### SUPPLIED ENTRIES:
┄┄┄┄┄┄┄┄┄┄┄┄┄┄┄┄┄┄┄┄

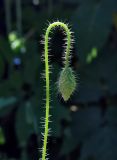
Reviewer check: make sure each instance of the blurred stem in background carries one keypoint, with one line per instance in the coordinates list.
(7, 5)
(19, 17)
(8, 13)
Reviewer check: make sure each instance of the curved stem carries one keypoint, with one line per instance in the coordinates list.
(67, 56)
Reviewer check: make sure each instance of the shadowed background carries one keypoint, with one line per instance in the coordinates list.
(85, 127)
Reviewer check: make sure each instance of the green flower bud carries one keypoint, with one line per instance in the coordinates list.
(67, 83)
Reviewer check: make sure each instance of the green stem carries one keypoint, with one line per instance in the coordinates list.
(67, 56)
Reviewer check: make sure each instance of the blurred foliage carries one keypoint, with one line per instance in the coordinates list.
(85, 127)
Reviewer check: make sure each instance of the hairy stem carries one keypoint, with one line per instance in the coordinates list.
(67, 56)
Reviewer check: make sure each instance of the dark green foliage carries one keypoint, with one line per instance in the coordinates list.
(85, 127)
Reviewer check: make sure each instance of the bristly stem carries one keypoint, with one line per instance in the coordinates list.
(66, 62)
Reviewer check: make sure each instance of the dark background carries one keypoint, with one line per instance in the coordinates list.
(85, 127)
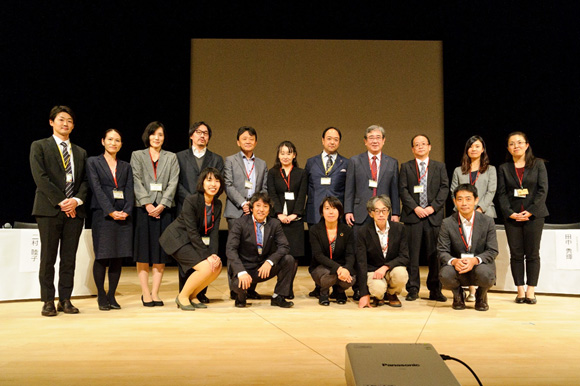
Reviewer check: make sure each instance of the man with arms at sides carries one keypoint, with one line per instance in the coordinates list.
(257, 250)
(58, 169)
(191, 163)
(467, 248)
(382, 256)
(370, 174)
(326, 178)
(245, 174)
(424, 187)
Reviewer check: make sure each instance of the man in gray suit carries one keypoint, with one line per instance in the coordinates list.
(467, 248)
(191, 163)
(245, 174)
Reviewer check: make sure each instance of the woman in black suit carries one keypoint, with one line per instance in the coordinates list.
(332, 252)
(111, 181)
(522, 190)
(287, 186)
(192, 239)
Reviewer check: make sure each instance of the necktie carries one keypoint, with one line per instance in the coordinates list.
(374, 173)
(423, 194)
(68, 190)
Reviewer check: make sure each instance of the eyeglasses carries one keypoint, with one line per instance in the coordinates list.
(202, 133)
(519, 143)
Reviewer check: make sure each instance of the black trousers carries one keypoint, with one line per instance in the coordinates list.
(283, 270)
(524, 241)
(54, 231)
(418, 235)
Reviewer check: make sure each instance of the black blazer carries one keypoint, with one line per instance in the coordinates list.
(242, 249)
(277, 187)
(102, 184)
(483, 240)
(343, 255)
(437, 191)
(189, 172)
(50, 177)
(369, 253)
(535, 180)
(189, 227)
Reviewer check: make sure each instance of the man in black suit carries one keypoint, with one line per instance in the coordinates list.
(382, 256)
(192, 161)
(257, 250)
(58, 169)
(467, 248)
(424, 187)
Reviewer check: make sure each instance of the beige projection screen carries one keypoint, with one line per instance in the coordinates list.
(293, 89)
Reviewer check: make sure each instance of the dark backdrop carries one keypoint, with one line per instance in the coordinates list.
(506, 67)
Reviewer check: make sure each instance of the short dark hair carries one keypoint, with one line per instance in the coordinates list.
(115, 130)
(149, 130)
(249, 129)
(203, 175)
(332, 128)
(61, 109)
(334, 202)
(467, 188)
(261, 196)
(420, 135)
(195, 127)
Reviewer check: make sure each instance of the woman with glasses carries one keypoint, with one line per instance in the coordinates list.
(522, 191)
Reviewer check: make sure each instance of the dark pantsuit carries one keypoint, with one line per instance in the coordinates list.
(423, 233)
(524, 241)
(53, 230)
(481, 275)
(283, 270)
(325, 279)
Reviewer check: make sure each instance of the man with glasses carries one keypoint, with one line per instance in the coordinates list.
(424, 187)
(382, 256)
(191, 163)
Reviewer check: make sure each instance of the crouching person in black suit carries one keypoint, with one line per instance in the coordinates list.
(257, 250)
(467, 248)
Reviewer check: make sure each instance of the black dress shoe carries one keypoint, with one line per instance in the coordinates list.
(67, 307)
(411, 296)
(458, 299)
(281, 302)
(252, 294)
(437, 296)
(48, 309)
(147, 304)
(202, 298)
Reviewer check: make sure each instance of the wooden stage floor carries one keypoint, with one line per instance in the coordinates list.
(510, 344)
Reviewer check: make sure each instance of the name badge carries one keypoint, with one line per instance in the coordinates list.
(521, 193)
(118, 194)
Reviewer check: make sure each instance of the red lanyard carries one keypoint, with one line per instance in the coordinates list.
(466, 243)
(205, 217)
(419, 177)
(330, 241)
(287, 181)
(154, 164)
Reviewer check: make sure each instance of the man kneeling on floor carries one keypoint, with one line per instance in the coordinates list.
(382, 256)
(257, 250)
(467, 248)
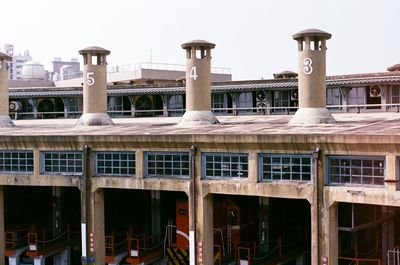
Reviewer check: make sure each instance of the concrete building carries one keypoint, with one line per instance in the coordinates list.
(252, 189)
(15, 71)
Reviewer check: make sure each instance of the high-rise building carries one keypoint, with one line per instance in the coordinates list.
(15, 70)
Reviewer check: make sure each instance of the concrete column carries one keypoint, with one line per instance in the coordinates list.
(314, 233)
(2, 237)
(235, 97)
(94, 87)
(391, 183)
(269, 102)
(329, 239)
(345, 100)
(384, 97)
(155, 215)
(204, 228)
(5, 120)
(96, 226)
(165, 99)
(198, 84)
(312, 78)
(139, 157)
(253, 168)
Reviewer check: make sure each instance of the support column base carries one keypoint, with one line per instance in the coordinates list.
(311, 116)
(94, 119)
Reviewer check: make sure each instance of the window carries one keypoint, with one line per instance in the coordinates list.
(224, 165)
(219, 103)
(333, 97)
(167, 164)
(356, 96)
(16, 161)
(115, 163)
(281, 100)
(175, 105)
(356, 170)
(394, 94)
(245, 102)
(285, 167)
(59, 162)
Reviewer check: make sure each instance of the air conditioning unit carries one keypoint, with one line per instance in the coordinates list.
(375, 91)
(294, 95)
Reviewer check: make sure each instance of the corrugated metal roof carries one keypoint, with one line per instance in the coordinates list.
(235, 86)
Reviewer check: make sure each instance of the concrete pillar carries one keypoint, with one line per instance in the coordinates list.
(264, 224)
(5, 120)
(330, 234)
(2, 237)
(391, 183)
(155, 215)
(253, 168)
(94, 87)
(312, 78)
(204, 229)
(384, 97)
(63, 258)
(314, 233)
(165, 99)
(198, 84)
(96, 226)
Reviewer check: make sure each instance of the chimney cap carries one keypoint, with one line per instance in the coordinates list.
(5, 57)
(312, 33)
(94, 49)
(198, 43)
(393, 68)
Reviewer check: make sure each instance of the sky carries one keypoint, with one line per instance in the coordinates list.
(253, 37)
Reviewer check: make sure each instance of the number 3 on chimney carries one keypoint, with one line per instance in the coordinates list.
(90, 78)
(307, 69)
(193, 73)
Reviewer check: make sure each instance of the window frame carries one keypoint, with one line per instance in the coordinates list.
(112, 161)
(204, 168)
(163, 161)
(282, 165)
(351, 169)
(43, 165)
(12, 159)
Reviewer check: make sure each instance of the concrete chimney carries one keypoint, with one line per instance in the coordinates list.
(5, 120)
(94, 87)
(312, 78)
(198, 84)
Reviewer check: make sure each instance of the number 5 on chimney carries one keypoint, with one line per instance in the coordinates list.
(90, 78)
(193, 73)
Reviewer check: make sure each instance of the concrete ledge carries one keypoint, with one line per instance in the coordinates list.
(94, 119)
(197, 118)
(311, 116)
(5, 121)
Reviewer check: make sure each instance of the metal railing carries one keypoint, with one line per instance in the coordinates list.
(238, 111)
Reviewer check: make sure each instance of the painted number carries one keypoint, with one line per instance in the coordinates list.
(90, 78)
(193, 73)
(307, 69)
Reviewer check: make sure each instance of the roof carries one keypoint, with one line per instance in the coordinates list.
(94, 49)
(234, 86)
(5, 57)
(312, 33)
(201, 43)
(349, 128)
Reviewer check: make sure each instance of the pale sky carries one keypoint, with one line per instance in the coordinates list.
(252, 37)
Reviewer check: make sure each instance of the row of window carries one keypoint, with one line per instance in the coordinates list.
(273, 167)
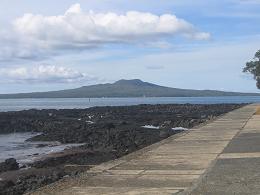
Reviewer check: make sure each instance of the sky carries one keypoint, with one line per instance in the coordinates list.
(51, 45)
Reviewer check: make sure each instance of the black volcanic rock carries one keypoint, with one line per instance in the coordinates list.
(9, 165)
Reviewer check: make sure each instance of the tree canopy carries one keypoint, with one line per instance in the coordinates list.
(253, 67)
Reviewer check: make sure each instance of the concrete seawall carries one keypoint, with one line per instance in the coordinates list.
(206, 160)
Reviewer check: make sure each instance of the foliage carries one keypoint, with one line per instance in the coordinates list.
(253, 67)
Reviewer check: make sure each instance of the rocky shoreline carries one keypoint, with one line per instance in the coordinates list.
(106, 132)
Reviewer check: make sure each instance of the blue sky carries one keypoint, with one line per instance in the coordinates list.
(52, 45)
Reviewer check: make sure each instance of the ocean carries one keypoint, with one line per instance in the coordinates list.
(69, 103)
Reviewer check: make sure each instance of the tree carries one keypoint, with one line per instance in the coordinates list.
(253, 67)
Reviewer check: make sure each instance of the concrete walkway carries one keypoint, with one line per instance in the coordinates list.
(222, 157)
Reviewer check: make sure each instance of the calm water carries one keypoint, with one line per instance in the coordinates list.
(22, 104)
(15, 146)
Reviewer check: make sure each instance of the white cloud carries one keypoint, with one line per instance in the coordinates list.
(76, 28)
(42, 74)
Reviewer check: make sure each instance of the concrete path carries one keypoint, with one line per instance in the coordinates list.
(221, 157)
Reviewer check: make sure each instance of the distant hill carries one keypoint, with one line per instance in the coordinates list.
(125, 88)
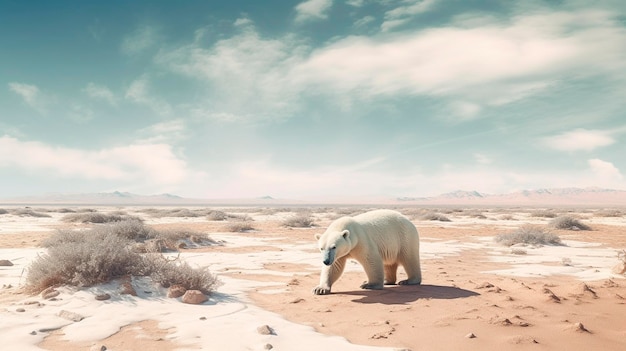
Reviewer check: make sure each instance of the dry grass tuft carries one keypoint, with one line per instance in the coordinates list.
(569, 223)
(528, 234)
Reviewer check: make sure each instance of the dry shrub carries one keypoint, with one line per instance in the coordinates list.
(433, 216)
(173, 272)
(239, 226)
(543, 214)
(299, 221)
(28, 212)
(96, 217)
(84, 258)
(569, 223)
(528, 234)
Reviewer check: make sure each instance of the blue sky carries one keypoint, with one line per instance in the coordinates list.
(311, 99)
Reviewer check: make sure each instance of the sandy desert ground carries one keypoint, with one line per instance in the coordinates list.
(476, 294)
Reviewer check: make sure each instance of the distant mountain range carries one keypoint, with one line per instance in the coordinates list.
(553, 196)
(596, 197)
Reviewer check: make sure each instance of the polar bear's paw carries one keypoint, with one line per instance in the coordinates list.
(410, 282)
(371, 286)
(321, 290)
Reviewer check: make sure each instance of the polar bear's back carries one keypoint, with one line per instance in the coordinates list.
(390, 231)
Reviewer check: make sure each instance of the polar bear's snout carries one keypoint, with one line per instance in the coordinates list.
(328, 256)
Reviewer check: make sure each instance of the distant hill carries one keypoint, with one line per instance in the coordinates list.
(596, 197)
(554, 196)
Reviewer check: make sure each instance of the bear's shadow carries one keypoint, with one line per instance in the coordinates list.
(401, 294)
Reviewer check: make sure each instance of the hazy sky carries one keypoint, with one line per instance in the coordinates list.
(310, 99)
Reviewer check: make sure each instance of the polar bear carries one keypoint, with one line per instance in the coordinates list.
(379, 240)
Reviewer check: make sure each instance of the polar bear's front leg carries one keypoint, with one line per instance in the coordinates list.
(329, 276)
(374, 269)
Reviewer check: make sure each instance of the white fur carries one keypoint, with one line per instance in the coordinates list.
(379, 240)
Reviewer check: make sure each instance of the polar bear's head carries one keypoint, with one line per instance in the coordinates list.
(333, 245)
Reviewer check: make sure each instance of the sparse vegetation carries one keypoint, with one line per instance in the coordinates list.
(528, 234)
(88, 257)
(433, 216)
(299, 221)
(96, 217)
(28, 212)
(543, 214)
(569, 223)
(239, 226)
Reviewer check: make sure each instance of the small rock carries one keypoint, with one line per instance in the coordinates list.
(579, 327)
(102, 297)
(265, 330)
(49, 293)
(127, 289)
(74, 317)
(620, 268)
(194, 297)
(176, 291)
(553, 297)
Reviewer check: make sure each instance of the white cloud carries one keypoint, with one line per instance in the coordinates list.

┄┄┄┄┄┄┄┄┄┄┄┄┄┄┄┄┄┄┄┄

### DIRECTIONS:
In the records above, find the line containing "Reviewer check: make sure each instance of the bear's"; please retype it and every line after it through the last line, exactly and with nothing else.

### RESPONSE TO THE EXERCISE:
Reviewer check: make sure each instance of the bear's shadow carries one keypoint, with one line per instance in the coordinates list.
(401, 294)
Reviewer check: make sure each instance of the hazy sky carries one keypoint, with one line per instance in the coordinates list.
(310, 99)
Reviewer check: make sure each instance of the polar bear carries one keypoint, with one line per instance in the coordinates list.
(379, 240)
Reviewer check: make sure each instance of the polar bear's front leg carries one keypoint, with one line per instance in the coordinates list.
(329, 276)
(374, 269)
Reviewer check: make sure each instance of the white fur carries one keypoint, with one line per instance in the coordinates list.
(379, 240)
Reviewer check: make sure each instance of the polar bear's head carries one keypoint, with one line per instance in the coordinates list.
(333, 245)
Reviewer check: make sure each instance of the sparse vegetation carries one keypoint, with one line per instance in the coordinates list.
(528, 234)
(88, 257)
(433, 216)
(299, 221)
(96, 217)
(28, 212)
(543, 214)
(569, 223)
(239, 226)
Reviewer check: make sure each instance of the small rock carries one keypoint, with one line per instance in the coordinates list.
(579, 327)
(102, 297)
(265, 330)
(49, 293)
(127, 289)
(74, 317)
(620, 268)
(194, 297)
(176, 291)
(553, 297)
Reviewer check: make sure each instance of the white cloud carries one keypoint, with one line per instance in the coordinates list.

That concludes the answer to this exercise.